Written task: How many lines in the listing below contain the string "tree"? Tally them with uppercase and lowercase treated as different, and reply with the number alone.

Data supplied:
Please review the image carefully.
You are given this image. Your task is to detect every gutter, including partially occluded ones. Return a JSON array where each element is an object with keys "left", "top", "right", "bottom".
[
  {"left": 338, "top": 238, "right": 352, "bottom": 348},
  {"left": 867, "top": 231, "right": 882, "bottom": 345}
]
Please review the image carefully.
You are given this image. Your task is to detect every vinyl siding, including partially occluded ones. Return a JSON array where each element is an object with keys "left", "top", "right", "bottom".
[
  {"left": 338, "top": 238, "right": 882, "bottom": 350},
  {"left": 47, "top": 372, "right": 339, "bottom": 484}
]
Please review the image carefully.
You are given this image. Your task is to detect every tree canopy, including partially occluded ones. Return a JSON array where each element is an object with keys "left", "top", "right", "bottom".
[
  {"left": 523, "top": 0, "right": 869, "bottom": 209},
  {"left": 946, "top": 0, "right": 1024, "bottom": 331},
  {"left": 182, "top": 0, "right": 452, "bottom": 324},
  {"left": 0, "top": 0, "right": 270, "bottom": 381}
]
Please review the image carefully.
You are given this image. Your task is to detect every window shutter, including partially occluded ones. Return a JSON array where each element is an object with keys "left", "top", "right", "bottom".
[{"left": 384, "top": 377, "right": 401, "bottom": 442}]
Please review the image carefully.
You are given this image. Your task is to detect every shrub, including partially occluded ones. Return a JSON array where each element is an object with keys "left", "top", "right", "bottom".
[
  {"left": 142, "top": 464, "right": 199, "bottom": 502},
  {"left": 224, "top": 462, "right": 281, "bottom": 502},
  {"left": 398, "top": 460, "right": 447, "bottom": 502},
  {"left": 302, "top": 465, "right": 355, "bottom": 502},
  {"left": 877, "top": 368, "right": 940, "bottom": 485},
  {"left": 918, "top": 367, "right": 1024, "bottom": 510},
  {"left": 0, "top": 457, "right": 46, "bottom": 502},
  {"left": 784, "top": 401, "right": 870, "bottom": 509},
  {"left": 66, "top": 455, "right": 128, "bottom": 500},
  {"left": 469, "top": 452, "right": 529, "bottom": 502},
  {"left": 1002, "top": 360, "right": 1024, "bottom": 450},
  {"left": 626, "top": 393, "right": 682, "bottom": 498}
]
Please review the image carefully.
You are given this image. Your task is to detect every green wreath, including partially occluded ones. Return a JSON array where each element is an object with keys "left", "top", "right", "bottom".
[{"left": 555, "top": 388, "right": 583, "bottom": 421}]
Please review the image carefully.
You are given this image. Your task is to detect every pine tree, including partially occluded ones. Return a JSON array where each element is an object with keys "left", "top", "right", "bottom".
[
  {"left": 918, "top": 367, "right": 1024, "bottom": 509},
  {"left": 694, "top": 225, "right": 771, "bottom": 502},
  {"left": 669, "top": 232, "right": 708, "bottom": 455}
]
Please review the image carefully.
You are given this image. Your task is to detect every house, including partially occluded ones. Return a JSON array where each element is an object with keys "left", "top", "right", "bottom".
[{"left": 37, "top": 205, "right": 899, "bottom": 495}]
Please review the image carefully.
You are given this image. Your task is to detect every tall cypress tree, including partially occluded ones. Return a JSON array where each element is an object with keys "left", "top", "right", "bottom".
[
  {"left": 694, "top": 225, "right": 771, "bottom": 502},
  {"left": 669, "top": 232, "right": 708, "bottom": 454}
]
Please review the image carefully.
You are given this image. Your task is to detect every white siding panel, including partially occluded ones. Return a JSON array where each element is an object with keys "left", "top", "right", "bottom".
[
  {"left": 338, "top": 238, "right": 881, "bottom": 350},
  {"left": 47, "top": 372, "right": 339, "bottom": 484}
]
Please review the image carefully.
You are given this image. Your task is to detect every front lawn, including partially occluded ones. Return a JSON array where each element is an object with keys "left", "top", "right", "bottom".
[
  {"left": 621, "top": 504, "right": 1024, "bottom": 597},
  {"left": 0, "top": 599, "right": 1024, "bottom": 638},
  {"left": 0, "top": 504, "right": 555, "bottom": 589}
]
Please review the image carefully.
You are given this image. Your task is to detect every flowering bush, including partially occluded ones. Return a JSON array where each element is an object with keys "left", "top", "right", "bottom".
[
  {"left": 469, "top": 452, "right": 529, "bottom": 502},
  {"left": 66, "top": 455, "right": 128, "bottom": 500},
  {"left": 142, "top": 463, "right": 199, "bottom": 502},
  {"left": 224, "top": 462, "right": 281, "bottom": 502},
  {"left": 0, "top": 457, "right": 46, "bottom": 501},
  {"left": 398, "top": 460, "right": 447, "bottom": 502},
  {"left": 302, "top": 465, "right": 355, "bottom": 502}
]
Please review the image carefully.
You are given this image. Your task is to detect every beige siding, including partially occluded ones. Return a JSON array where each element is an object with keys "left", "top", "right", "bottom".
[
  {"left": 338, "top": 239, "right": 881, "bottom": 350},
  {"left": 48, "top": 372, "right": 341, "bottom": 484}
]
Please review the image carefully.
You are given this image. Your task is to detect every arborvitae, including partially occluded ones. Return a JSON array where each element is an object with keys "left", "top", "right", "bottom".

Full answer: 3